Goal of the exercise: Return the full set of entries exactly. Omit none.
----- Given data
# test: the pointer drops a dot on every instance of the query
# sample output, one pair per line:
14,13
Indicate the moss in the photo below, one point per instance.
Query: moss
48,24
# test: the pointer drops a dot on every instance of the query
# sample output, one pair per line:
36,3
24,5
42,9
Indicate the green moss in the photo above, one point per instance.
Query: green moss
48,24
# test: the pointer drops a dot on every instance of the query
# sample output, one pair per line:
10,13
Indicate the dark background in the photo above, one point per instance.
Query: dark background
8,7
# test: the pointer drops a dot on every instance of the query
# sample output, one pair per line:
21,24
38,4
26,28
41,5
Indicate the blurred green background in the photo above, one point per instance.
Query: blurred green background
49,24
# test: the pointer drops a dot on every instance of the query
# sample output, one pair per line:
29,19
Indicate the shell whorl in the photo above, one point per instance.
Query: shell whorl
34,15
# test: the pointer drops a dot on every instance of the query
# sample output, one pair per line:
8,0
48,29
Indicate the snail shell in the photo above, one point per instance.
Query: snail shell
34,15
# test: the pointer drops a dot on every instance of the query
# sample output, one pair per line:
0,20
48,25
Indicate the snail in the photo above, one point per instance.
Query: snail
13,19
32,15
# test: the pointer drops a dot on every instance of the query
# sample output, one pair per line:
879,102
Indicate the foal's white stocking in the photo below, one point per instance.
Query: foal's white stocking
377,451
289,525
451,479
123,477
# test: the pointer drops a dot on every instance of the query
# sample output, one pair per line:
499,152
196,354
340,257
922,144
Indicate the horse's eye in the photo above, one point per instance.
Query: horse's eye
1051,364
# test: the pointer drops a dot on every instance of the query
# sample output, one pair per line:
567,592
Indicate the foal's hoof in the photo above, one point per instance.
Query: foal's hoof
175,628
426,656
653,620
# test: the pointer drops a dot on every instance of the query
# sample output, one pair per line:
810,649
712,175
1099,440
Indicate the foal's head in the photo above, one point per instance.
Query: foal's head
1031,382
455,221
----------
Response below:
# test: the pointer drops a dot on every instance of the query
# sample output, one pair per line:
14,13
Indicate the moss in the photo below, one point per instance.
Query: moss
48,24
# test: the pointer drops a dot on every instance of the query
# sample output, one pair per line:
36,3
24,5
42,9
Indicate the green moss in the photo above, one point per instance.
Query: green moss
48,24
# test: the pointer drops a dot on every instance of the query
# sample output, one pair per line:
10,13
Indicate the dark background in the photo above, one point per instance.
Query: dark background
8,7
# test: the pointer drops a dot on every instance of the query
# sample output, one pair per line:
21,24
38,4
26,28
41,5
Indicate the blurred green background in the photo above, one point per instance.
Query: blurred green background
49,24
# test: the pointer drops a dot on every instance of the query
# sample output, one pair per line:
29,19
Indicate the shell whorl in the photo above, one point per instance.
Query: shell whorl
34,15
# test: the pointer drops a dot on every instance of the query
# sample output, one pair per line:
8,0
48,29
Indicate the snail shell in the photo above, one point per instance.
Query: snail shell
34,15
# test: the pointer drops a dot on every instance of the query
# sample output, one pair per line:
0,20
48,25
Indicate the snail in the photo above, one point per instance.
Query: snail
13,19
32,15
# test: the pointer drops a dot on every instance of the query
# sample output, one pair per line:
879,102
Indicate the foal's white stocking in the photo below, one point per instance.
Query: foal's white stocking
377,451
289,525
451,479
123,477
# test: the pointer drops a dot on every instance of the query
# sample output, one pair per line:
499,152
196,354
340,257
922,144
Indicate the horse's eye in the photo above, one point per instance.
Query: horse's eye
1051,364
# test: the pointer drops a dot on every instance of the query
# sample output, one pair per line:
567,592
Indicate the foal's hoof in the photo above, one point per instance.
Query: foal's hoof
175,628
426,656
653,620
# test: the pointer drops a dot on every instance of the query
# sample output, one pair per line:
810,649
712,175
1099,440
Indicate the foal's head in the photo above, one point per instance.
Query: foal's head
1031,382
455,221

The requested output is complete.